◆ **TEXT SEGMENT**
In Gear | Rotary in Southern New Zealand Issue 2 | Page 15
Curiosity got the better of him, and, before long, David
was corresponding with those at the Thai coalface to
better understand where the sponsorship was going
and the impact it was having. It would turn out to be
not only an eye-opening education, but the beginning
of what has become his humanitarian opus.
A
T the operational heart of the Rescue
Mission for Children, in northern Thailand,
is Asa. The centre’s co-founder, she, like
her young charges who live at the centre,
is from the Akha tribe – a people who are
among the planet’s most powerless and displaced.
“They are stateless. They have no status, no
citizenship,” David explains. “They have no legal right
to live in the world, so they’re not respected in any
way, shape, nor form by the people in Thailand.”
Despite such systematic and relentless oppression,
violent opposition is not in their nature.
“They’ve been around for
500 years and, in that time,
throughout history, they’ve
never formed an army, and
there’s never been anything
they’ve responded to with
conflict. If there is conflict, they
tend to up sticks and go into
the jungle,” he says.
Asa
“And that’s why the Akha
people are spread throughout
the hill lands of six countries: Thailand, Myanmar,
Cambodia, Laos, Vietnam and China.”
David likens Asa to Myanmar’s Nobel Peace Laureate,
Aung San Suu Kyi.
“Asa’s that sort of person and commands that sort of
mana with the Akha people, because they know she’s
trying to save them.”
But for her father’s foresight, though, Asa likely would
have suffered the same torturous fate of so many of
her Akha childhood friends: abduction … rape … assault
… death.

◆ **AIM OF THE EXERCISE**
Summarize the article excerpt above in two sentences.

◆ **Excerpts of location labeling data**
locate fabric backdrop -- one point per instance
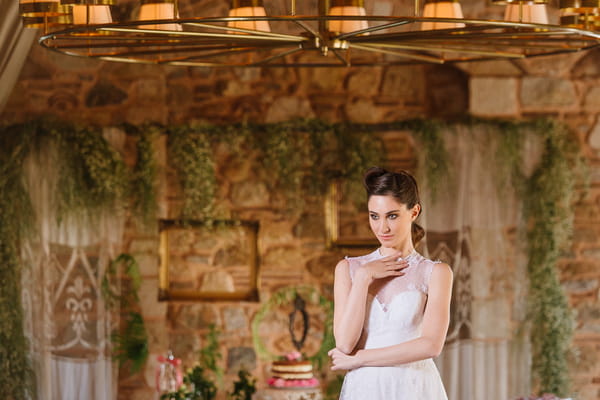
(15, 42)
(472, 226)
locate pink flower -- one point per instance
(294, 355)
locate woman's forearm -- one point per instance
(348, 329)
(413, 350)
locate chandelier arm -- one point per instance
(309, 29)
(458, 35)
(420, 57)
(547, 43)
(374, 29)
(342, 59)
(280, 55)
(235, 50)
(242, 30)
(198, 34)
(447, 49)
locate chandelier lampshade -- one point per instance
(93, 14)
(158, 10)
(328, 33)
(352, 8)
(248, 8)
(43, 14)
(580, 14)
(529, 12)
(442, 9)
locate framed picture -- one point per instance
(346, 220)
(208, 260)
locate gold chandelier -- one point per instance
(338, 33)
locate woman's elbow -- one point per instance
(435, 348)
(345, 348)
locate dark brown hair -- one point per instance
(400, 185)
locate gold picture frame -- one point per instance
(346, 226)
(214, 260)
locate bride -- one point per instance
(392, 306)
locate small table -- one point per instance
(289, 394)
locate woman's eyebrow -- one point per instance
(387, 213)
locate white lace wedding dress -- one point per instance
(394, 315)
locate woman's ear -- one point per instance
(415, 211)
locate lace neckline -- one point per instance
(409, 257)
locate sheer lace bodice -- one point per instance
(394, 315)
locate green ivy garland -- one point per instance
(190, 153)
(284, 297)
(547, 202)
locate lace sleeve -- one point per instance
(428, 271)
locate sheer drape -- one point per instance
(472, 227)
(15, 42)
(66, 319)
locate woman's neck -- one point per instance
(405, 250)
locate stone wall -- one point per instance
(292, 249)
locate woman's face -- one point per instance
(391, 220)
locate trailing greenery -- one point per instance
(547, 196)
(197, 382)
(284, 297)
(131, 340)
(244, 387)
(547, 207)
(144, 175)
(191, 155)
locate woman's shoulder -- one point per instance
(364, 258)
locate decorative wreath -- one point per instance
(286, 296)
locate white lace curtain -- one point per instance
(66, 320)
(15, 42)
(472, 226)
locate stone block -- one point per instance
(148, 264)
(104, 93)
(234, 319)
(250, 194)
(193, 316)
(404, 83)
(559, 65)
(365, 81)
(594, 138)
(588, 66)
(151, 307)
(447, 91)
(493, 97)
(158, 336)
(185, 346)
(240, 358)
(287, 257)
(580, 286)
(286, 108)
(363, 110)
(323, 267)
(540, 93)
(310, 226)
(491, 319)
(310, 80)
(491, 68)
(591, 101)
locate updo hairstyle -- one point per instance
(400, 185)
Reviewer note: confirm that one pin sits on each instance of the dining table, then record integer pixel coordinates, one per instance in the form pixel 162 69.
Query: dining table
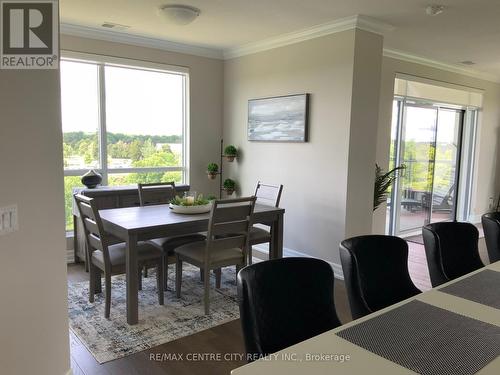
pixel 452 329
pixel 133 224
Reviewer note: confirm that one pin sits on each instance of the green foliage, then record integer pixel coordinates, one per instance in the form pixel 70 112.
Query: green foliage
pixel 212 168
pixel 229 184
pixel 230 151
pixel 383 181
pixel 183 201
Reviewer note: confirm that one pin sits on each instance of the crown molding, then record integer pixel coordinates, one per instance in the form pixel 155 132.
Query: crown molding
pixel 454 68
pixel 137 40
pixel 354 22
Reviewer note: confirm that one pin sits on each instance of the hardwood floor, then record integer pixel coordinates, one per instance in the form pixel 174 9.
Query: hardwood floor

==

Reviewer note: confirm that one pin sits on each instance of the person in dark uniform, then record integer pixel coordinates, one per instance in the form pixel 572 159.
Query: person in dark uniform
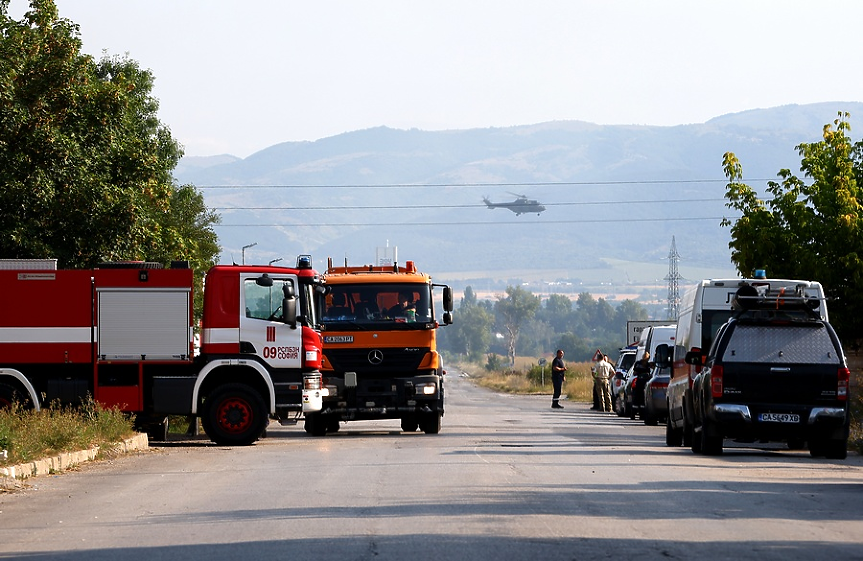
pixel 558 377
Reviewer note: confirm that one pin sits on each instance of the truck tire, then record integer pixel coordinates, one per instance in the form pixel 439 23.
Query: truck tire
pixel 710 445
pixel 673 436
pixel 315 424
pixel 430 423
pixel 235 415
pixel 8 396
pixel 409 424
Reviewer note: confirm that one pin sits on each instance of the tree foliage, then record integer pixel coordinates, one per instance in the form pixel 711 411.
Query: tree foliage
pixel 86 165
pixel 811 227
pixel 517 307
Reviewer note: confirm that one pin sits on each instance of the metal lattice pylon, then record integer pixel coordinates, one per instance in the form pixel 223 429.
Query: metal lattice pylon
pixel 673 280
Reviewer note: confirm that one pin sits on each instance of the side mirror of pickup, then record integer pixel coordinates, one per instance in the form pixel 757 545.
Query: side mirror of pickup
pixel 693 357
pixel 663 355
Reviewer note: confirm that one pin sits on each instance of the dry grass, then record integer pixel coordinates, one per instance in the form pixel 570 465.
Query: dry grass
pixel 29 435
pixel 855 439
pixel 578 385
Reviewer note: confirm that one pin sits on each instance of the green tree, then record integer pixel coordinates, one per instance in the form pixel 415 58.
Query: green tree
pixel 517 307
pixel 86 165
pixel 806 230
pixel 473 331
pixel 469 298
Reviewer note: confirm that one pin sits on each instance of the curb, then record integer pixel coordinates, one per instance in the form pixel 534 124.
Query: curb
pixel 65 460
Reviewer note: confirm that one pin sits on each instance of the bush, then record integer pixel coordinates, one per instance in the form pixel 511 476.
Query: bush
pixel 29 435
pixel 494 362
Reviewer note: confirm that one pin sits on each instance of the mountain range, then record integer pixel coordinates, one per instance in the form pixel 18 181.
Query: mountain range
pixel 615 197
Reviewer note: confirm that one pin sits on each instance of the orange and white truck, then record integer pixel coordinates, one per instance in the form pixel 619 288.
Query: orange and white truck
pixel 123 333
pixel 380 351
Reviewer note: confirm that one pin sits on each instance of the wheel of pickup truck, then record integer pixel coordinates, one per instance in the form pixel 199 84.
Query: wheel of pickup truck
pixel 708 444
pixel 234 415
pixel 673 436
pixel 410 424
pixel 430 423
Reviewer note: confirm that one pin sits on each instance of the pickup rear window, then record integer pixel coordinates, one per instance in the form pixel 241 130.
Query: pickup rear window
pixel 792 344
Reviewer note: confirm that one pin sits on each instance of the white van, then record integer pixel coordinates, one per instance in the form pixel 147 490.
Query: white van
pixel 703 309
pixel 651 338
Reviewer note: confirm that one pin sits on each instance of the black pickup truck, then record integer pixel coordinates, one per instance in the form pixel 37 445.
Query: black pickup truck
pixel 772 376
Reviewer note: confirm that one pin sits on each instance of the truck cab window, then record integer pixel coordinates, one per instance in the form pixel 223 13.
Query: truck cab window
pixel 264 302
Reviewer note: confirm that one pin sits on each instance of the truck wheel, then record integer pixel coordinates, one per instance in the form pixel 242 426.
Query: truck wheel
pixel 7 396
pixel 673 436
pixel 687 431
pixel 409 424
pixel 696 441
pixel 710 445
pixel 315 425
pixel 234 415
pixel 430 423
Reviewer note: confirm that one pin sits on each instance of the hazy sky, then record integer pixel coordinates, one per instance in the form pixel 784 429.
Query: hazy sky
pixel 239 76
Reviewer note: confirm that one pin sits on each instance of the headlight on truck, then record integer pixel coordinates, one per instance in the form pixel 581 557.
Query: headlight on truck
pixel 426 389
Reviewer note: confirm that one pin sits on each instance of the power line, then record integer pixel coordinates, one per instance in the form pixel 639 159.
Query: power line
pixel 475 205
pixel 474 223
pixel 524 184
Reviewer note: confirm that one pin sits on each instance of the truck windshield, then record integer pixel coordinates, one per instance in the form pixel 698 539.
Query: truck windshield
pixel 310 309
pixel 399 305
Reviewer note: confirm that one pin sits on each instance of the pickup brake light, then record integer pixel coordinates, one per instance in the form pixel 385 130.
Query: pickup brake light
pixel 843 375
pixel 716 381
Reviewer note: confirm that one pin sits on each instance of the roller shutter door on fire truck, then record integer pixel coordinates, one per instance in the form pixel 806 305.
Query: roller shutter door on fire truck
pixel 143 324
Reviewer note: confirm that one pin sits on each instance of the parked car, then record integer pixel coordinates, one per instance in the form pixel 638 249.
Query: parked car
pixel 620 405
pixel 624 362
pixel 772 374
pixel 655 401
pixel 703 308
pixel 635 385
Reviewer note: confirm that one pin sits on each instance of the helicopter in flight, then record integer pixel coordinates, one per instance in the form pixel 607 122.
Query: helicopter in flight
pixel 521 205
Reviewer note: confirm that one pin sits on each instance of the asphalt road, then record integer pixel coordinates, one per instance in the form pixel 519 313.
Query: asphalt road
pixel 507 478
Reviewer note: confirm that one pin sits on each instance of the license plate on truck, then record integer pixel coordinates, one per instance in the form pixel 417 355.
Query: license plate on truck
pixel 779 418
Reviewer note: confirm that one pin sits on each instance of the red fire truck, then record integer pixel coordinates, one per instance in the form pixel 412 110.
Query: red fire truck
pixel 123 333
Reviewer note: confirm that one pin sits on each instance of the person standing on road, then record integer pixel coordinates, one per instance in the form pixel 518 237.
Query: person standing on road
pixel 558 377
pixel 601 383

* * *

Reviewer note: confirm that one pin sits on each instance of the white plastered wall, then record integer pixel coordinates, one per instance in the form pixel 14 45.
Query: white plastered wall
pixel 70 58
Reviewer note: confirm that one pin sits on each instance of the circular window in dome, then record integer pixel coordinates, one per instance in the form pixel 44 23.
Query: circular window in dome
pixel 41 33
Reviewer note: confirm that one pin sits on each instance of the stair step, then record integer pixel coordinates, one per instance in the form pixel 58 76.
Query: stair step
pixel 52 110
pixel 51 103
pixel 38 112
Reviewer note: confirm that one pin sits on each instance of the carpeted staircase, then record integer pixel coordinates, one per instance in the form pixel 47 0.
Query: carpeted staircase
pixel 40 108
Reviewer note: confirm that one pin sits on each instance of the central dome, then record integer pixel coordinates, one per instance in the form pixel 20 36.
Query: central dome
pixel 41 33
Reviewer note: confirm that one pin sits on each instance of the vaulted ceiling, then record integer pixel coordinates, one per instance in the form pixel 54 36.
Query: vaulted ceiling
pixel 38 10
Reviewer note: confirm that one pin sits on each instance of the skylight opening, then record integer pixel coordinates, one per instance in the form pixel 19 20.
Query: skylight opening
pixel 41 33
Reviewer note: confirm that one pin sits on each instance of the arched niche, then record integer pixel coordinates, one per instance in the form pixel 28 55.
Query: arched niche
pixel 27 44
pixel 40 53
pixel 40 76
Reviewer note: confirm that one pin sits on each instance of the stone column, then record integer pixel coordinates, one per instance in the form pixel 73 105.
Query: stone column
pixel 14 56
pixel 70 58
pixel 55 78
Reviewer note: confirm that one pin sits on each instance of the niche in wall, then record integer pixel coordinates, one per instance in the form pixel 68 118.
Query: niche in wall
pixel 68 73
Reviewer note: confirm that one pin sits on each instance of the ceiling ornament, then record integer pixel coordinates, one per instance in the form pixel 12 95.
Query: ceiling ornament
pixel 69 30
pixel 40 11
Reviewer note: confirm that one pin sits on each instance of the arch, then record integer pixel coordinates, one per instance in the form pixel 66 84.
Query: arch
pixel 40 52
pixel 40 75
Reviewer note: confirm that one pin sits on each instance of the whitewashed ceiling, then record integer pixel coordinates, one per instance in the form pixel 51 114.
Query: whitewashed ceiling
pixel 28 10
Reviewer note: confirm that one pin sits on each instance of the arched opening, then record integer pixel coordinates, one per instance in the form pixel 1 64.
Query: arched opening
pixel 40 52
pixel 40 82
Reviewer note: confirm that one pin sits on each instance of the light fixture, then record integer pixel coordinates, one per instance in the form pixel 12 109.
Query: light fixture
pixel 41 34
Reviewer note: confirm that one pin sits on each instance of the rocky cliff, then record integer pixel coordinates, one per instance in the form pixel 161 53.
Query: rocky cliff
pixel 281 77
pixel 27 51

◆ **RESPONSE TO THE TASK**
Curious about where his sponsorship was going, David began corresponding with people in Thailand, which became the start of his humanitarian opus. Asa, co-founder of the Rescue Mission for Children in northern Thailand, is from the Akha tribe, a stateless people who avoid conflict and are spread across the hill lands of six countries, and David likens her to Aung San Suu Kyi.